Among the four co-workers, only Victoria Adams
was interviewed by the Warren Commission. Her interviewer was David Belin. Her
reportage of the events of November 22, 1963 concurred with her statements to
the FBI, with one major exception: "After the third shot, following that,
the third shot, I went to the back door and encountered Bill Shelley and Bill
Lovelady on the way out to the Houston Street Dock." [7]
This
change was crucial; Shelley and Lovelady did not enter the building until 5 to10
minutes after the shooting. Were this change true, Adams and Styles would have
come down the stairs too late to see or hear Oswald on the stairs. But did
Victoria Adams say what she was reported as having said? As we will see later,
Roger Craig's testimony was altered in significant ways. Finding the original
recording or interviewing Victoria Adams would help answer this question.
Victoria
Adams moved from Dallas to the home office of Scott Foresman in Chicago in
July, 1964. She was given the chance at a transfer and she jumped at it. But Chicago is where the trail ran cold for
Ernest.
Some
of the details in the intervening years would be revealed to Ernest when he
finally made contact with Victoria Adams in 2002. She worked at Scott Foresman
in Chicago for two years. She'd hoped that they would help her continue her education
with some financial help; Scott Foresman was unwilling to do this. She met and
married a man who lived in the suburbs of Chicago. Later, they moved to San
Diego. [8] There she worked as an office manager for several surgeons. She went
back to college and got a degree in general education. She then moved into real
estate and continued her education, culminating in receiving a degree in
business administration and achieving summa cum laude. The couple chose to take
a trailer on the roads for the next six years, seeing America. They next
relocated to the Seattle area, and eventually moved to Oregon, where she
settled again into the real estate business. Ernest finally contacted Adams in
2002. She passed away in 2007. [9]
Ernest's
First Trip to Dallas
In
March 1968, Barry Ernest made his first trip to Dallas and Dealey Plaza. He had
begun correspondence with Eugene Aldridge, who had been mentioned in one of the
books Ernest had read regarding the assassination. Aldridge met Ernest at Dealey
Plaza and Aldridge proceeded to give Ernest a guided tour of the Plaza.
Aldridge also took Ernest to Midlothian, where Ernest was introduced to Penn
Jones. Jones asked Ernest to try to interview Kenneth Cody, a man whose
telephone number appeared twice in Lee Harvey Oswald's notebook. Jones thought
a young outsider would have a better chance of talking to Cody, whom Jones
thought might have been scheduled to fly one or more assassins out of Dallas on
the day of the assassination. Ernest did talk to Cody, who surmised that
Oswald, whom he had never spoken to, might have copied the number down from a
property that Cody was trying to sell. Cody was asked if he had a pilot's
license or knew how to fly a plane. A simple "Nope" seemed to handle
Jones interests. [10] Jones felt that J.D. Tippet was as much a patsy as
Oswald. [11] Jones suggested that Ernest talk to Carroll Jarnagin, a lawyer who
claimed he saw Oswald and Jack Ruby talking at the Carousel Club. Jarnagin was
very concerned with becoming a victim of those that were eliminating
assassination witnesses, and was too afraid to impart any information.[12]
A
productive meeting occurred with Roy Truly, Superintendent of the Texas School
Book Depository building. Though Truly refused Ernest's request to see the
stairs, Ernest went there anyway, unbeknownst to Truly. Oswald had told the police
that he had been eating his lunch on the first floor lunchroom, then going up
to the second floor to get a drink, where he was encountered by Officer Marion
Baker. Could it be possible that Oswald was telling the truth? [13]
An
interview was conducted with S.M. Holland, a supervisor for the Union Terminal
Railroad, who witnessed the motorcade with perhaps the best view of it from the
overpass. Holland reported four shots,
including one from behind the fence on the knoll. [14] Carolyn Walther, who saw
two men in the sniper's nest, was questioned by the FBI, but not the Warren
Commission. She passed by Abraham Zapruder on the fateful day, and heard
Zapruder say that President Kennedy was shot in the forehead, from the front.
- - - - - - -
- List of tasks -
a - Answer these questions about the passage on Victoria Adams and Barry Ernest's research:
(i) Who interviewed Victoria Adams for the Warren Commission?
(ii) In what month and year did Barry Ernest make his first trip to Dallas?
(iii) How many shots did S.M. Holland report?
b - Carry on the passage on Victoria Adams and Barry Ernest's research, starting after its final sentence.

- Supplied material -
- - - - - - -
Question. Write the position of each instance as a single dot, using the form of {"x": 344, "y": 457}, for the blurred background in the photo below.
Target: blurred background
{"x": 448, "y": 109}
- - - - - - -
- Answers in order -
a -
(i) David Belin
(ii) March 1968
(iii) Four

b -
Walther ended with, " I know what I saw and I know what I heard. And it's
not what the government is telling us how it happened." [15] Ernest's
first trip to Dallas seems quite productive. One discordant note was that he
still had no leads on trying to track down Victoria Adams.
The
National Archives and Meeting Harold Weisberg
Ernest
began going to the National Archives in his search for Victoria Adams.
Initially, his friend Terry accompanied him. One day, they were allowed to
watch the Zapruder film several times. Later that night, Terry said, "I've
grown tired of it. We're never going to know the truth anyway. That film [the
Zapruder film] proved it." [16]
Ernest
continued on in his search for Victoria Adams. One day at the National
Archives, he saw someone he thought he knew; then he realized he knew him from
the pictures on his books. It was Harold Weisberg. Weisberg said, "Gary
(Schoener) told me you might be here. He speaks highly of you. Pull up a chair
and we'll talk a bit." [17] Weisberg
asked Ernest to make copies of certain
materials and send them to him, in care of Jim Garrison's address. Ernest
complied with Weisberg's request the following day.
A
Second Visit to Dallas
Dropping
out of college at the time of the Vietnam war was an invitation to the draft
board to send a draft notice. Ernest avoided this fate by enlisting in the
naval reserves. In July 1968, he was scheduled to enter the navy in the next
month. He went to Dallas, on an assignment from Weisberg. Weisberg wanted
Ernest to inquire about files and pictures that were still in Sheriff Bill
Decker's possession. Decker blew him off. A second visit was made to Carroll
Jarnagin. Jarnagin was adamant that the person he saw talking to Ruby WAS
Oswald.
Next,
arrangements were made to meet Roger Craig, a former deputy sheriff who saw
Oswald get in a green station wagon minutes after the assassination. When
questioned about the "car" Oswald got into, Oswald replied,
"That station wagon belongs to Mrs. Paine--don't try to drag her into
this." [18] Deputies confirmed a green station wagon was parked at the
Paine's address. It appears this information wasn't consistent with the information
the Warren Commission was seeking. Craig told Ernest that when he read his
testimony in the Warren Commission report, his testimony was significantly
altered; among the changes was that the color of the station wagon was changed
from green to white. [19] Ernest got to see how the police treated Craig. Craig
was stopped for allegedly running a red light. Ernest interjected that he had
been watching the lights, and Craig had gone only through green lights. Then
the police checked Ernest's drivers license, and questioned him. Eventually,
the police let Craig go, this time. [20] In his search for Victoria Adams,
there were no new leads.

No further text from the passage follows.